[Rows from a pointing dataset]
━━━━━━━━━━━━━━━━

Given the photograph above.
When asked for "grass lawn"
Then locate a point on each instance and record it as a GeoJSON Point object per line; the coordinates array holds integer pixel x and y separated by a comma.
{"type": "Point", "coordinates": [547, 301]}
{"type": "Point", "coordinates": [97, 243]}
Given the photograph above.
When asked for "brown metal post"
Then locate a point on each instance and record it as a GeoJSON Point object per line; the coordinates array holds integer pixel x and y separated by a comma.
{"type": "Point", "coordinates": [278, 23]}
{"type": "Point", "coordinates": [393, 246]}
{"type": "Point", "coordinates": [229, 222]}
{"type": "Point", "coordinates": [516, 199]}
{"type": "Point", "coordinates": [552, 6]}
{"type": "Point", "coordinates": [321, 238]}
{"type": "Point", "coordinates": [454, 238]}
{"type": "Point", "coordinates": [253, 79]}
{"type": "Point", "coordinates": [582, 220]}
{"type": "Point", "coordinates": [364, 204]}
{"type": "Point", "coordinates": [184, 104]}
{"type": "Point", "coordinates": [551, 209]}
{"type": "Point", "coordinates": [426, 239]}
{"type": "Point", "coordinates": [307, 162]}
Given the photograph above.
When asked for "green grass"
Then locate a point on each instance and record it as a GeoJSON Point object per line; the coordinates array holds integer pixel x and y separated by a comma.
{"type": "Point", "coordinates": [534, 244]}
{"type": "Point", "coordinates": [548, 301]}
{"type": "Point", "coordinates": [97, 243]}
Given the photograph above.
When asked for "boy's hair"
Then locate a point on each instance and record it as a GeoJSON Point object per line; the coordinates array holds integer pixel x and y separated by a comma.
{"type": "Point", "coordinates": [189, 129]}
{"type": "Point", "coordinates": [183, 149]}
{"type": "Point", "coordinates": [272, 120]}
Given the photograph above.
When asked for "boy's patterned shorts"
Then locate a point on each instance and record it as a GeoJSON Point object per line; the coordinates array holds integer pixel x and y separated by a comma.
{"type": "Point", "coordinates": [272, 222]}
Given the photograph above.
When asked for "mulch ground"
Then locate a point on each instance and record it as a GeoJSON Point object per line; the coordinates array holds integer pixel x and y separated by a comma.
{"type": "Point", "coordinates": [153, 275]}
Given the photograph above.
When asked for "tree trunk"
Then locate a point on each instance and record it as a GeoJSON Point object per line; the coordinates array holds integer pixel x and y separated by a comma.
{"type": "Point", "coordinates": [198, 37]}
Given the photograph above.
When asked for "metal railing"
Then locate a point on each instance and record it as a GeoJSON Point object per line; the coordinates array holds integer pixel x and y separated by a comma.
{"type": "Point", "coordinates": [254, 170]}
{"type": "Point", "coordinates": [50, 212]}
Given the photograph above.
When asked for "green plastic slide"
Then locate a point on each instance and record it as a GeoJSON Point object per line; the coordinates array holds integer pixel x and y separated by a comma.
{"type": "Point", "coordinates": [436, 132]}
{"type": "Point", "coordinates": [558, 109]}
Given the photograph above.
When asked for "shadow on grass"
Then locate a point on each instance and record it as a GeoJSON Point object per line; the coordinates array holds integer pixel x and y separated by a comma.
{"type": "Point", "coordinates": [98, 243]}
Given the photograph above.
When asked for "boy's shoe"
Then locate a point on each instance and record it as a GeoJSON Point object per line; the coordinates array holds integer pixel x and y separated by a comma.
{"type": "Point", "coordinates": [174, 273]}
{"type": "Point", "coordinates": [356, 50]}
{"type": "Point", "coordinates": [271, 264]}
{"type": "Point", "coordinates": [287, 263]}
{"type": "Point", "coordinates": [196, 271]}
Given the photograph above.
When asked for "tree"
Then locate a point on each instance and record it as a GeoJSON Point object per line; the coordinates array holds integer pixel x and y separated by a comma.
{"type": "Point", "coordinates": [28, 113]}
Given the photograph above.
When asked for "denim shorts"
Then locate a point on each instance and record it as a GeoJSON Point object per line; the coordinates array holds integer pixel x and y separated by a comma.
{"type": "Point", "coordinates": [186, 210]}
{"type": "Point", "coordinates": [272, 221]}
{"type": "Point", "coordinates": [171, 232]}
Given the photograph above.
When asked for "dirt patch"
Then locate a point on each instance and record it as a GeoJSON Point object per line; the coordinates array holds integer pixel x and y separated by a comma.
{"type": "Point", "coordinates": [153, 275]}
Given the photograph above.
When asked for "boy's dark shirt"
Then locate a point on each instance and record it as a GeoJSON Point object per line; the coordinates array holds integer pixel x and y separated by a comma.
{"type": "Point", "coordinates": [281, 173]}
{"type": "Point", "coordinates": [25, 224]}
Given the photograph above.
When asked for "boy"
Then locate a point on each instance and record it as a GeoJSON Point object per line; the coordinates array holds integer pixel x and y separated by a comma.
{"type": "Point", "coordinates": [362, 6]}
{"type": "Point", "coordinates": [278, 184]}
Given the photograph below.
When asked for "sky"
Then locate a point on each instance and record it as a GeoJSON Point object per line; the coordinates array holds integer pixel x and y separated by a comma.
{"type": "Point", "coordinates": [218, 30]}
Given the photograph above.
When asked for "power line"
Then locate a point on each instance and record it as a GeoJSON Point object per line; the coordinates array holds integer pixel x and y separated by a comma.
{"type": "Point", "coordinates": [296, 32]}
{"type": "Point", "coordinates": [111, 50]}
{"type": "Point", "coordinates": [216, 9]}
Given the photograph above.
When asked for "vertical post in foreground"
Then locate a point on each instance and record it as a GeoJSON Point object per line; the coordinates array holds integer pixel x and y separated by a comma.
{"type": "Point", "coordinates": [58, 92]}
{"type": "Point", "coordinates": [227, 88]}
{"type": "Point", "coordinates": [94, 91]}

━━━━━━━━━━━━━━━━

What is being asked: Only the lines from the one holding "Given the photograph below." through the end of the listing should be given again, exactly and with both ends included.

Result below:
Given the photograph below.
When asked for "sky"
Then locate a point on each instance and record it as a GeoJSON Point object per line; the coordinates array holds integer pixel x and y separated by a comma.
{"type": "Point", "coordinates": [218, 30]}
Given the photograph above.
When asked for "power line"
Then locate a point on each instance and record it as a GeoJSON Point object per line; the coordinates array holds integer pixel x and y separated by a comma.
{"type": "Point", "coordinates": [296, 32]}
{"type": "Point", "coordinates": [111, 50]}
{"type": "Point", "coordinates": [216, 9]}
Given the photograph above.
When asked for "vertical post in foreground"
Then locate a point on each instance and record it as a GeoJSON Point object per line; the coordinates array holds integer pixel x and y separated by a comma.
{"type": "Point", "coordinates": [58, 92]}
{"type": "Point", "coordinates": [227, 88]}
{"type": "Point", "coordinates": [94, 91]}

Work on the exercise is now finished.